■ Aim
Reproduce word for word the part of the CAST post below starting at "Seven things I" and ending at "impact right away.".

Seven things I learned at CAST

My CAST debrief from last week ended up being mostly about personal reflection, but I also wanted to call out the some of the things I picked up more specific to testing. After going through my notes I picked out what I thought where the important themes or interesting insights. There are many other tidbits, interactions, and ideas from those notes that I may write about later, these are just the top seven that I think will have an impact right away.

Each section here is paraphrased from the notes I took in each speaker’s session.

1. “Because we don’t like uncertainty we pretend we don’t have it”
Liz Keogh presented a keynote on using Cynefin as a way of embracing uncertainty and chaos in how we work. We are hard wired to see patterns where they don’t exist. “We treat complexity as if it’s predictable.” People experience the highest stress when shocks are unpredictable, so let’s at least prepare for them. To be safe to fail you have to be able to (1) know if it works, (2) amplify it if it does work, (3) know of it fails, (4) dampen it if it does fail, and (5) have a realistic reason for thinking there will be a positive impact in the first place. It’s not about avoiding failure, it’s about being prepared for it. The linked article above is definitely worth the read.

2. Testers are designers
From John Cutler’s keynote: “Design is the rendering of intent”. Anybody who makes decisions that affect that rendering is a designer. What you test, when you test, who you include, your mental models of the customer, and how we talk about what we find all factor in. UX researchers to have to know that they aren’t the user, but often the tester has used the product more than anybody else in the group. There’s no such thing as a design solution, but there is a design rationale. There should be a narrative around the choices we make for our products, and testers provide a ton of the information for that narrative. Without that narrative, no design was happening (nor any testing!) because there’s no sense of the intent.

■ Listing

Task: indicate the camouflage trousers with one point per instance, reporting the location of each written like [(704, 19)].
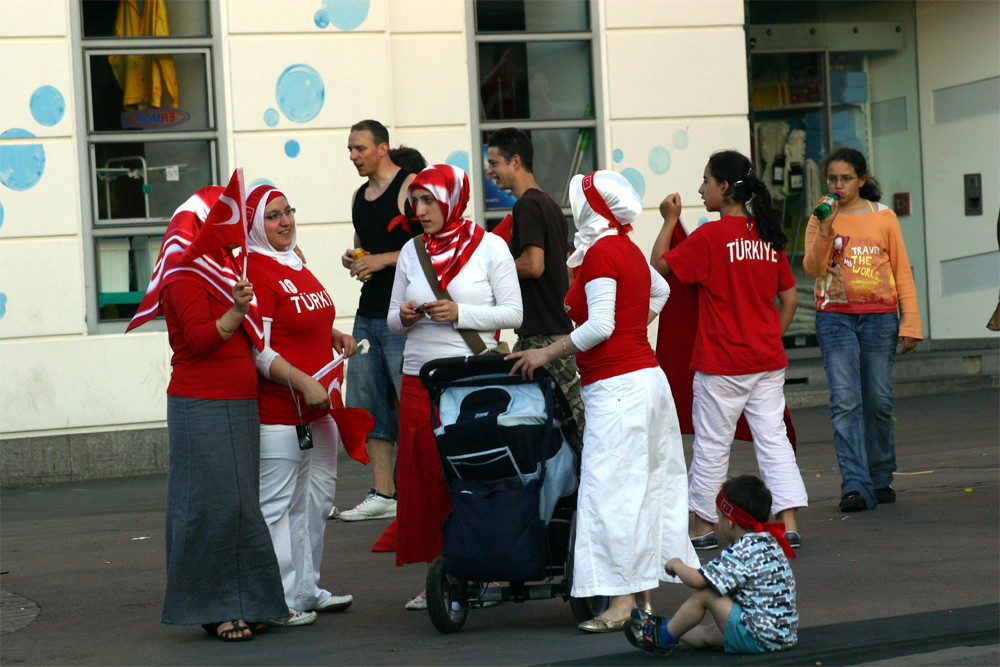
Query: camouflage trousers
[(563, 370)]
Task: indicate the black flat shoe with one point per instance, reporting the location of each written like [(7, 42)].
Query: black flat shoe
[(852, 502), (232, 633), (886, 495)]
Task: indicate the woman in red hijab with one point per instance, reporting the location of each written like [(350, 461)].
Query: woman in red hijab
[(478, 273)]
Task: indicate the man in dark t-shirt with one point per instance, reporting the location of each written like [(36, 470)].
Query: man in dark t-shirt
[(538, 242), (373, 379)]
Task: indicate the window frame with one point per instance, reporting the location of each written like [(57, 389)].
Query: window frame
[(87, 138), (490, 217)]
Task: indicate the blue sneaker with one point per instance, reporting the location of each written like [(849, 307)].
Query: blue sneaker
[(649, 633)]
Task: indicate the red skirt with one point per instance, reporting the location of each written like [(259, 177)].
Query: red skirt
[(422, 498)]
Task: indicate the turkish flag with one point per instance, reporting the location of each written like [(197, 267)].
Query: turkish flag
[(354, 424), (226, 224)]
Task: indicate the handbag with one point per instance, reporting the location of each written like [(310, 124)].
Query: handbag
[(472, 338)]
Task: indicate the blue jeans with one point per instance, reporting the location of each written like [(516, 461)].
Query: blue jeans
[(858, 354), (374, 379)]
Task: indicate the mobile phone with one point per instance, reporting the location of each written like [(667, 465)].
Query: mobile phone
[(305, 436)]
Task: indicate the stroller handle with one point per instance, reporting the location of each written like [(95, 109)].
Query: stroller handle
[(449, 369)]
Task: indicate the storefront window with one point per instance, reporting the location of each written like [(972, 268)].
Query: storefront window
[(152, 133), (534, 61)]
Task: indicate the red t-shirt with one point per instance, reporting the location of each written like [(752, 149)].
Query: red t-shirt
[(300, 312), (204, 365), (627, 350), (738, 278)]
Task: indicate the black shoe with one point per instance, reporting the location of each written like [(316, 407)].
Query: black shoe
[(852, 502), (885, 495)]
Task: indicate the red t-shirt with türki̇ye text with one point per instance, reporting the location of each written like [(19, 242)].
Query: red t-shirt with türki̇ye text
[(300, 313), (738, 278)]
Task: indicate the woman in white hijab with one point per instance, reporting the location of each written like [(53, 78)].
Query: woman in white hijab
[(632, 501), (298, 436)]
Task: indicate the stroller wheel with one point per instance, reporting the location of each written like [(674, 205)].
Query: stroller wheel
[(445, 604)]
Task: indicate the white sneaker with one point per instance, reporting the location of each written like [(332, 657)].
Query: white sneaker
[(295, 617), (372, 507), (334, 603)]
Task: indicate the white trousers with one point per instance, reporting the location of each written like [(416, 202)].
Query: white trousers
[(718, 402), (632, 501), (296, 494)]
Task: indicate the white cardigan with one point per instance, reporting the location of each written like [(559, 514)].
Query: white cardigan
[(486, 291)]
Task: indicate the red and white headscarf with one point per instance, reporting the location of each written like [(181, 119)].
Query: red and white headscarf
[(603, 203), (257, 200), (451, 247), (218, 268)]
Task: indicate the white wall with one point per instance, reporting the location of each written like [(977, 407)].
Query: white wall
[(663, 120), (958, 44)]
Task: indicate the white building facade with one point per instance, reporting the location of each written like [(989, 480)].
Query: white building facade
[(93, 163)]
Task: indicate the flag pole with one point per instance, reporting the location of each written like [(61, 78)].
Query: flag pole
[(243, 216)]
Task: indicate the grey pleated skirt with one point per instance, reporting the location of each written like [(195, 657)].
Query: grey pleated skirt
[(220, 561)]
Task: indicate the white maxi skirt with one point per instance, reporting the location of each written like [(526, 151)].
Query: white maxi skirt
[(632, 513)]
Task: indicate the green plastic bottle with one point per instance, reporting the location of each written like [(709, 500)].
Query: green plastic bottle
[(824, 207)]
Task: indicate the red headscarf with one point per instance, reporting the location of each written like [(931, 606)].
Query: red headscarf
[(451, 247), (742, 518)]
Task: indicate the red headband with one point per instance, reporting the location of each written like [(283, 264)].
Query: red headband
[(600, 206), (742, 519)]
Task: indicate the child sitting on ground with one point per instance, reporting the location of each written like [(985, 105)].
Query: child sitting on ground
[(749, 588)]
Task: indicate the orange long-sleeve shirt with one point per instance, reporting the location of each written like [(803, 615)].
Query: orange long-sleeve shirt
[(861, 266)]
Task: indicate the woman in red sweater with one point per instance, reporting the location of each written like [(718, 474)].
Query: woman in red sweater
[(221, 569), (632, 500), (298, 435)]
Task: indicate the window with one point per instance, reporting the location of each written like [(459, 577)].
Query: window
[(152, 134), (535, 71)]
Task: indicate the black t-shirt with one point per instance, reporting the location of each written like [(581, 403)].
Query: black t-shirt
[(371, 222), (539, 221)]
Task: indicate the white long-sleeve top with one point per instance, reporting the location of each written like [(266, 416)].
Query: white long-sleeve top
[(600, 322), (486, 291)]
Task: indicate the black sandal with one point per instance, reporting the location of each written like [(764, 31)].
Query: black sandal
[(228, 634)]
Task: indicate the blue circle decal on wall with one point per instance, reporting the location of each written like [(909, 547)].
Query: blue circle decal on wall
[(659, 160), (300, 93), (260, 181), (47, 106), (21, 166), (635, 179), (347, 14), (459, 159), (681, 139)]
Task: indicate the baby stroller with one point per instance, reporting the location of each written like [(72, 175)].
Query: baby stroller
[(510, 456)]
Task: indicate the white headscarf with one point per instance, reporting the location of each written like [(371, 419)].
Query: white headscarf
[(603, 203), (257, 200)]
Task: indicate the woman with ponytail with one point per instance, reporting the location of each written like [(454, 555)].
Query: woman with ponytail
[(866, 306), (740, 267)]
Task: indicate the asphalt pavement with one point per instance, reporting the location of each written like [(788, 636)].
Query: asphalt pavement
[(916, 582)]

■ Response to the exercise
Seven things I learned at CAST

My CAST debrief from last week ended up being mostly about personal reflection, but I also wanted to call out the some of the things I picked up more specific to testing. After going through my notes I picked out what I thought where the important themes or interesting insights. There are many other tidbits, interactions, and ideas from those notes that I may write about later, these are just the top seven that I think will have an impact right away.